Required task 1:
Print the Pinter review below word for word, in full.
#####
Harold Pinter Can Be Fun(ny): The Lover/The Collection @ Theatre Royal Bath

Terrrific pairing of Harold Pinter plays with an equally terrific cast — David Morrissey, Matthew Horne, Claudie Blakley and Elliot Barnes-Worrell. And it was funny!

In a box-like mirrored set, we encounter Claudie Blakley and David Morrissey as a couple playing at being other people and giving a whole new meaning to tea-time. It felt like a Noel Coward comedy of manners gone completely left-field. Pinter’s gift is for ordinary polite mundane conversations and introducing sexual attraction and jealousy, seething tension and things going wrong. His strong enduring women are also the stars.

Here the husband and wife casually discuss her lover and his afternoon visits to their home as her husband departs for work. Later her husband discusses his affair too and gets annoyed at the out of place blinds. After a while we meet the lover — who is not who we expect. This particular visit goes wrong and then the hurt wife has to deal with chatting polite nothings with her husband the next day. It’s very much about identity and who we are in relationships. Blakley and Morrissey’s characters definitely take spicing up a relationship to a completely different level and the outcome is unexpected. Plus bongos!

The actors had a ball here, finding the humour — but also the seriousness, tension and unpleasant fallout, before reconciliation. How they brought all the nuances in was a tour-de-force.

The Collection was about a lover — but whether a wife had — or had not — been unfaithful on an overnight work trip stay. Elliot Barnes-Worrell was wonderful here in dramatically polite pourings of tea and stylised readings of newspapers.
#####
Required task 2:
Can you render the lines of the records below, starting at the line that contains "Please place a point on the dark boot" and ending at the line that contains "column 486, row 119", as a Markdown table with the columns Number and Entry, leaving out blank lines?

Records provided:
#####
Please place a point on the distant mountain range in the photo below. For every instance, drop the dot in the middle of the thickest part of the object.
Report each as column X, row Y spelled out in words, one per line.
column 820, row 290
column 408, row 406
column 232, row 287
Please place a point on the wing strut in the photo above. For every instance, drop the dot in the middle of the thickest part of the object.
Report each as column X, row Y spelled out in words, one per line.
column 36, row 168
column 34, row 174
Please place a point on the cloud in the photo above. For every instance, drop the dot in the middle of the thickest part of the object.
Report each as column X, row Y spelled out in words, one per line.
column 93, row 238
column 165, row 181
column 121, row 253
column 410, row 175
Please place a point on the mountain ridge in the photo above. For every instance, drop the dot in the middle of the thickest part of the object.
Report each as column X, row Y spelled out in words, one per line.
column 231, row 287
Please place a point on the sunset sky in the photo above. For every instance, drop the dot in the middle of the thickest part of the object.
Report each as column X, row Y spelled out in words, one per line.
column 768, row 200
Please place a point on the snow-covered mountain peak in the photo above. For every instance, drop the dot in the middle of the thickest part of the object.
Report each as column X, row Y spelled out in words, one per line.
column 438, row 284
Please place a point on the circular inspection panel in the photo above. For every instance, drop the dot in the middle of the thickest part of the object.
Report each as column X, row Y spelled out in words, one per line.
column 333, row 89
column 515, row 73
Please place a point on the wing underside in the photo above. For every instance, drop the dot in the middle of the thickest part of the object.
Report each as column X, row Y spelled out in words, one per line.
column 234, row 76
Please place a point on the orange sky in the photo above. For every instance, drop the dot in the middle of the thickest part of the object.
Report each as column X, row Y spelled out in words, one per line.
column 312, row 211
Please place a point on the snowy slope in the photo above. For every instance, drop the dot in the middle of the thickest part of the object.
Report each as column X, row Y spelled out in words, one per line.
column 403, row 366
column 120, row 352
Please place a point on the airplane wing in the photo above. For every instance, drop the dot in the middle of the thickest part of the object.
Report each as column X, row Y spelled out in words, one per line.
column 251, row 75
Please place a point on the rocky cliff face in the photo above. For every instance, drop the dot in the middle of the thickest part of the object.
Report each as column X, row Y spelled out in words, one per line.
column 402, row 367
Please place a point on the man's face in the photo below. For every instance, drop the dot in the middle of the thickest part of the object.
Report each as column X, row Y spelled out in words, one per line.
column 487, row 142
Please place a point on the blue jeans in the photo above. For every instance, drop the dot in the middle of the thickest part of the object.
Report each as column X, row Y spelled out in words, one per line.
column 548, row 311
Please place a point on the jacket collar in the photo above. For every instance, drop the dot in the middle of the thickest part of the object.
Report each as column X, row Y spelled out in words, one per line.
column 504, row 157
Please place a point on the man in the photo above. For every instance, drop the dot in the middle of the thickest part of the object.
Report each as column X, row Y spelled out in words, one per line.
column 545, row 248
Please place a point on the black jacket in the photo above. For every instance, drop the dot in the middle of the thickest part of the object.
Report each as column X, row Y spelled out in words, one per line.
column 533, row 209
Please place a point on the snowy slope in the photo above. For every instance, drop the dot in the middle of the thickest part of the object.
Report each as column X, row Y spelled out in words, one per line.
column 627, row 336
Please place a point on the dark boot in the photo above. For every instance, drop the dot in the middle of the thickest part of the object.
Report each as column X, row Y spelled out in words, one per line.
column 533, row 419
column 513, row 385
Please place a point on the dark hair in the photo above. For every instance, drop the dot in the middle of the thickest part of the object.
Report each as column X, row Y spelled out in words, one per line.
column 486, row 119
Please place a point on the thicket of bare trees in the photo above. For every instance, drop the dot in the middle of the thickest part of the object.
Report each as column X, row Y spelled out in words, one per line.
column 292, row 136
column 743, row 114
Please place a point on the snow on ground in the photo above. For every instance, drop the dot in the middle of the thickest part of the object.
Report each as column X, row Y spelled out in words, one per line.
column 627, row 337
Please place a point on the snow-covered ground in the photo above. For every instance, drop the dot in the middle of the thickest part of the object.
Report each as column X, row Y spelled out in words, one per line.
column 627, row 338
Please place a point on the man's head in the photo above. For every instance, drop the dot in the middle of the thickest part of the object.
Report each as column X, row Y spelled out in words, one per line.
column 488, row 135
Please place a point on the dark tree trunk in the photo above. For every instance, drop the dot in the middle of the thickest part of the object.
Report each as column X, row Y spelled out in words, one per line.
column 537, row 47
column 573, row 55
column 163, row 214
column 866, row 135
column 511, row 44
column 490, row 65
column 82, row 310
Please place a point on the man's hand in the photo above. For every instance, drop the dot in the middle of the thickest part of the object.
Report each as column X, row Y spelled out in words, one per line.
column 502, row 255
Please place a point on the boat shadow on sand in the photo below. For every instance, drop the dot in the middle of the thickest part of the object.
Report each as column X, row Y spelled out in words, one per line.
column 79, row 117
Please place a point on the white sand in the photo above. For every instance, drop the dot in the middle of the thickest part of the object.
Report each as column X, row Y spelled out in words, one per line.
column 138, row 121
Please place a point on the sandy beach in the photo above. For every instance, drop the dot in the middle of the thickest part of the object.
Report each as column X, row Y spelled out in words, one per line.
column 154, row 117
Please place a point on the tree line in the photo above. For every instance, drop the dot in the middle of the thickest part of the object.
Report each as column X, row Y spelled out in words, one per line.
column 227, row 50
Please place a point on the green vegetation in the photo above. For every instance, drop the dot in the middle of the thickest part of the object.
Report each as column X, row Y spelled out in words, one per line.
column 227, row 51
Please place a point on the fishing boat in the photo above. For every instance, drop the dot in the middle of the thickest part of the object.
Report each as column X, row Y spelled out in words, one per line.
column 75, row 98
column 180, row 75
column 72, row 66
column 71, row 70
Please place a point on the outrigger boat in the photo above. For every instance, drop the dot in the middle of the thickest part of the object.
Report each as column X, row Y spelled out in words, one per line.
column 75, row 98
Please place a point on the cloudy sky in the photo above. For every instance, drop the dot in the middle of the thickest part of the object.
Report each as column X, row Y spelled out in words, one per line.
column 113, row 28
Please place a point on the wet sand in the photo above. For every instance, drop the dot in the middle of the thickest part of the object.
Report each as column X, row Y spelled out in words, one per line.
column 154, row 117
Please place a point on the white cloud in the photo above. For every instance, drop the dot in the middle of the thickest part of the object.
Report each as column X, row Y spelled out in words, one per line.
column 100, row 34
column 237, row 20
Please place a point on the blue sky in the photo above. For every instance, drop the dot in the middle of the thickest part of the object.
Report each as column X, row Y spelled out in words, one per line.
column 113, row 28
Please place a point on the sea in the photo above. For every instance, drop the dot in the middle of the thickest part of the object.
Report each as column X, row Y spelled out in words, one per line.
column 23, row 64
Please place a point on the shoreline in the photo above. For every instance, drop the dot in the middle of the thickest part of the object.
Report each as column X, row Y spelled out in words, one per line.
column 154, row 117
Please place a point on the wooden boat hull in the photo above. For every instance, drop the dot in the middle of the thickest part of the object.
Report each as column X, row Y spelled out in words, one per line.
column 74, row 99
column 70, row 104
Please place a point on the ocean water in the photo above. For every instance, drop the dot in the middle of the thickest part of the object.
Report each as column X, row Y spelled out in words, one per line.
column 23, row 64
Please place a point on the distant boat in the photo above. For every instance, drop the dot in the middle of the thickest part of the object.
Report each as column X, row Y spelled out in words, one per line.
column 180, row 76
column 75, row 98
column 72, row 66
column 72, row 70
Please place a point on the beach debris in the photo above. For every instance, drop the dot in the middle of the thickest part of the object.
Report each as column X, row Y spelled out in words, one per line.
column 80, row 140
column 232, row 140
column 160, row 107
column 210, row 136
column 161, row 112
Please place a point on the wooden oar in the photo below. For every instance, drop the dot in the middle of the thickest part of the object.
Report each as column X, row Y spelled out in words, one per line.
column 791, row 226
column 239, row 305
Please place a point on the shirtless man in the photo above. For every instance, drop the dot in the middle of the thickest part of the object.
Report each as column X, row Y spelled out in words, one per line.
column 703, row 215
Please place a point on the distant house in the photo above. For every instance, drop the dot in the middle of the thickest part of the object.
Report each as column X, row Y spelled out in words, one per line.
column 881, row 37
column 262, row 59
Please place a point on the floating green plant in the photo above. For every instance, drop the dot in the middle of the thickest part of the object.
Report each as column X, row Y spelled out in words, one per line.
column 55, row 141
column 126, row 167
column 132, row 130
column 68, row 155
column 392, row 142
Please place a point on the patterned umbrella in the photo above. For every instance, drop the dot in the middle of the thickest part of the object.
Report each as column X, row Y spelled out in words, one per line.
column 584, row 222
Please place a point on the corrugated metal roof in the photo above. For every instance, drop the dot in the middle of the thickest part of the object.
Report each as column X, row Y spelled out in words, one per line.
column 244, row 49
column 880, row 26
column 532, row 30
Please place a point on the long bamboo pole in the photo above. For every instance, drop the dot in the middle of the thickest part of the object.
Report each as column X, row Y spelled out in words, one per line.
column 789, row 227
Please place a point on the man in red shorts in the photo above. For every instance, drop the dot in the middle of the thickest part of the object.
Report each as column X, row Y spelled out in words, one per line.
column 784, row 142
#####
Correct output 1:
Harold Pinter Can Be Fun(ny): The Lover/The Collection @ Theatre Royal Bath

Terrrific pairing of Harold Pinter plays with an equally terrific cast — David Morrissey, Matthew Horne, Claudie Blakley and Elliot Barnes-Worrell. And it was funny!

In a box-like mirrored set, we encounter Claudie Blakley and David Morrissey as a couple playing at being other people and giving a whole new meaning to tea-time. It felt like a Noel Coward comedy of manners gone completely left-field. Pinter’s gift is for ordinary polite mundane conversations and introducing sexual attraction and jealousy, seething tension and things going wrong. His strong enduring women are also the stars.

Here the husband and wife casually discuss her lover and his afternoon visits to their home as her husband departs for work. Later her husband discusses his affair too and gets annoyed at the out of place blinds. After a while we meet the lover — who is not who we expect. This particular visit goes wrong and then the hurt wife has to deal with chatting polite nothings with her husband the next day. It’s very much about identity and who we are in relationships. Blakley and Morrissey’s characters definitely take spicing up a relationship to a completely different level and the outcome is unexpected. Plus bongos!

The actors had a ball here, finding the humour — but also the seriousness, tension and unpleasant fallout, before reconciliation. How they brought all the nuances in was a tour-de-force.

The Collection was about a lover — but whether a wife had — or had not — been unfaithful on an overnight work trip stay. Elliot Barnes-Worrell was wonderful here in dramatically polite pourings of tea and stylised readings of newspapers.

Correct output 2:
| Number | Entry |
|---|---|
| 1 | Please place a point on the dark boot in the photo above. For every instance, drop the dot in the middle of the thickest part of the object. |
| 2 | Report each as column X, row Y spelled out in words, one per line. |
| 3 | column 533, row 419 |
| 4 | column 513, row 385 |
| 5 | Please place a point on the dark hair in the photo above. For every instance, drop the dot in the middle of the thickest part of the object. |
| 6 | Report each as column X, row Y spelled out in words, one per line. |
| 7 | column 486, row 119 |